- _Goal of the exercise_:
Reproduce the complete set of records exactly. No picture is to appear in the copy.

(Data extracts)

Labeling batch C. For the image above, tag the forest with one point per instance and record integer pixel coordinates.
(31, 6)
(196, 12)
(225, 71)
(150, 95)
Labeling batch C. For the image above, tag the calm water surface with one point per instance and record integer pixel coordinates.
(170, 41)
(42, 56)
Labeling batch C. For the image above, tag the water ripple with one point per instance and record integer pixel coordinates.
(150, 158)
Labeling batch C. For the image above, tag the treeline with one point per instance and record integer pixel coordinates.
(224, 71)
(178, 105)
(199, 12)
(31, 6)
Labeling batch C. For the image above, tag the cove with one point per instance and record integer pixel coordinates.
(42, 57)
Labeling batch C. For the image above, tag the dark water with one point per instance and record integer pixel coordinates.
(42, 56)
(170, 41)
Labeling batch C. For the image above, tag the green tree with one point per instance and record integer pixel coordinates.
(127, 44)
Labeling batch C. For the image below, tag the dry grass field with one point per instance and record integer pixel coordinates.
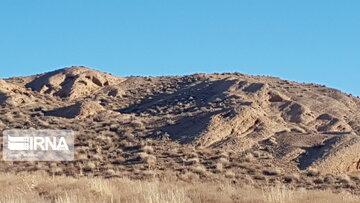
(225, 137)
(39, 188)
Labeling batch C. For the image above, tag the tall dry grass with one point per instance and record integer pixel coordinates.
(44, 188)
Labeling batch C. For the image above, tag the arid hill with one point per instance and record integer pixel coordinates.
(208, 124)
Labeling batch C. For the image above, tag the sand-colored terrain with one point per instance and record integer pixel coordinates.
(208, 127)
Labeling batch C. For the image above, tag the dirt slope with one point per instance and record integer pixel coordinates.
(281, 123)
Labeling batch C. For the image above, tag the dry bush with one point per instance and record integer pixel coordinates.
(147, 149)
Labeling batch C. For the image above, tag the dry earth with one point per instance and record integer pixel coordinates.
(203, 127)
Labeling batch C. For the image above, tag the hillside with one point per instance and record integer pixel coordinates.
(202, 126)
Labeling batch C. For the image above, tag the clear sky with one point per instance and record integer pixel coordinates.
(302, 40)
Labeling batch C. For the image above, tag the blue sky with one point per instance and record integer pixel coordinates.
(307, 41)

(End Data extracts)

- _Solved exercise_:
Labeling batch C. For the image above, tag the forest with one point per instance and record integer pixel coordinates.
(31, 6)
(196, 12)
(225, 71)
(150, 95)
Labeling batch C. For the image above, tag the calm water surface with one point per instance and record integer pixel coordinates.
(170, 41)
(42, 56)
Labeling batch C. For the image above, tag the water ripple with one point per instance and record integer pixel coordinates.
(150, 158)
Labeling batch C. For the image above, tag the treeline with one point per instance and record integer pixel coordinates.
(224, 71)
(178, 105)
(199, 12)
(31, 6)
Labeling batch C. For the image above, tag the cove with one point per instance and record integer pixel coordinates.
(42, 57)
Labeling batch C. For the image above, tag the dark water with one point per instance and record integer pixel coordinates.
(42, 56)
(170, 41)
Labeling batch C. For the image above, tag the green tree with one point per instance and record integer pixel coordinates.
(127, 44)
Labeling batch C. For the image below, tag the dry grass field with one point per instance and record integer pixel coordinates.
(225, 137)
(39, 188)
Labeling batch C. For the image above, tag the tall dry grass with one point per instance and record integer pixel coordinates.
(44, 188)
Labeling batch C. For the image above, tag the arid hill with one point per instance and record integer pixel coordinates.
(208, 124)
Labeling batch C. For the image above, tag the sand-colored terrain with one point per instance and record integer pixel coordinates.
(208, 127)
Labeling batch C. For the image above, tag the dirt slope with one point per instance and record integer pixel coordinates.
(281, 123)
Labeling batch C. For the image above, tag the dry bush with one point per instance and record integer pixel coordinates.
(147, 149)
Labeling batch C. For the image above, tag the dry earth with one point per instance and record integer pixel coordinates.
(203, 127)
Labeling batch C. For the image above, tag the hillside with one point per instance and record integer pixel coordinates.
(202, 126)
Labeling batch C. For the image above, tag the clear sky with one point per instance and record integer pixel coordinates.
(302, 40)
Labeling batch C. For the image above, tag the blue sky with one point per instance and record integer pixel coordinates.
(307, 41)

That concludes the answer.